──────── DATA FOR THE TASK ────────

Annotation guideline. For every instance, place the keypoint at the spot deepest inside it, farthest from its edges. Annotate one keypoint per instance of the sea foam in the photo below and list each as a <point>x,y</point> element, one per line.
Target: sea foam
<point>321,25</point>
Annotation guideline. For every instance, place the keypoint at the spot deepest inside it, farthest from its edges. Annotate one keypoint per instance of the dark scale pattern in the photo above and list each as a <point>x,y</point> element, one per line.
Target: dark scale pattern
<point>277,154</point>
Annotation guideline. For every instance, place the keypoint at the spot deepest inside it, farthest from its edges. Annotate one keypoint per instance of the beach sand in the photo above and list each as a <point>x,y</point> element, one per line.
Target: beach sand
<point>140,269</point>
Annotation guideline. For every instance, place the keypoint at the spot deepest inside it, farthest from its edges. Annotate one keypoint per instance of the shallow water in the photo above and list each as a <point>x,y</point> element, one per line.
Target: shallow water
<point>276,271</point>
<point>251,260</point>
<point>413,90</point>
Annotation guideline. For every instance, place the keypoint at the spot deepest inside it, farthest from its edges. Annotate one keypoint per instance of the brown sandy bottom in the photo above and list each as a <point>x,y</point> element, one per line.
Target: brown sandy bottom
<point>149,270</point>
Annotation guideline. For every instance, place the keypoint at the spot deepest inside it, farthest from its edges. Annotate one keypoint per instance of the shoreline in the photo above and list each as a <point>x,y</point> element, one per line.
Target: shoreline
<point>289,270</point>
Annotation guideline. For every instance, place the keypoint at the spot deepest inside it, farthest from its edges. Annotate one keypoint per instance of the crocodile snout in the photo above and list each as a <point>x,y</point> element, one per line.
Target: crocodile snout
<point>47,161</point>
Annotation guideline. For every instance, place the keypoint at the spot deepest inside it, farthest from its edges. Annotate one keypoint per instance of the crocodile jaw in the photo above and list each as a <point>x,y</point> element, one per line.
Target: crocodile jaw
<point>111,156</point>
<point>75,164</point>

────────

• _BRIEF_:
Copy all the records above, swapping "marker" in for every "keypoint" and keeping everything else the same.

• _OUTPUT OF THE TASK_:
Annotation guideline. For every instance, place the marker at the spot deepest inside it, farthest from its edges. Annotate one marker per instance of the sea foam in the photo below and list each as a <point>x,y</point> element, one per line.
Target: sea foam
<point>321,25</point>
Annotation guideline. For every instance, place the marker at the spot deepest inside it, farthest from its edges. Annotate one marker per instance of the dark scale pattern in the photo above and list each as a <point>x,y</point> element, one per line.
Target: dark scale pattern
<point>277,154</point>
Annotation guideline. For every instance, place the marker at the spot deepest inside it, farthest from its edges. Annotate one marker per instance of the beach sand in the photo above and list each as a <point>x,y</point> element, one per line.
Target: beach sand
<point>140,269</point>
Annotation guideline. For every instance, place the marker at the spot deepest inside it, farthest from its edges. Annotate one marker per instance of the shallow water in the photo above and list each as a <point>x,y</point> element, one per line.
Target: shallow water
<point>276,271</point>
<point>251,260</point>
<point>413,90</point>
Annotation guideline. For every instance, place the marker at the spot deepest inside it, farthest from its edges. Annotate one marker per instance of the brown sandy bottom in the photo above and list each as a <point>x,y</point> element, one per line.
Target: brown sandy bottom
<point>149,270</point>
Annotation guideline. For every instance, place the marker at the spot deepest inside it, farthest from its edges. Annotate one marker per instance of the shoreline in the photo above and list each as a <point>x,y</point> element, one per line.
Target: shoreline
<point>289,270</point>
Annotation guideline. For every instance, place the marker at the spot deepest inside it, farthest from its edges. Annotate one marker per instance of the crocodile snout in the photo above and list each as a <point>x,y</point> element, one per line.
Target: crocodile snout
<point>47,161</point>
Annotation guideline. For every instance, place the marker at the spot deepest inside it, farthest from its edges. Annotate one marker per instance of the crocodile jaw in the photo above and list each as a <point>x,y</point> element, one per line.
Target: crocodile jaw
<point>111,156</point>
<point>75,164</point>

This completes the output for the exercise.